Set down the entries below exactly as written.

▽

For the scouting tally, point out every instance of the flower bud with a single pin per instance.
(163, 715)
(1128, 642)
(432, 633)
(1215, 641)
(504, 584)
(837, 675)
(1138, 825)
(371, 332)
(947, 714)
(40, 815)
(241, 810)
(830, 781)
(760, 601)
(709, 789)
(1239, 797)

△

- **Task answer**
For the scouting tally, point out every instance of the flower bud with a single pin per instance.
(163, 715)
(1128, 642)
(432, 633)
(1215, 641)
(504, 584)
(837, 675)
(1138, 825)
(371, 332)
(947, 714)
(40, 815)
(241, 810)
(830, 781)
(760, 601)
(709, 789)
(1239, 797)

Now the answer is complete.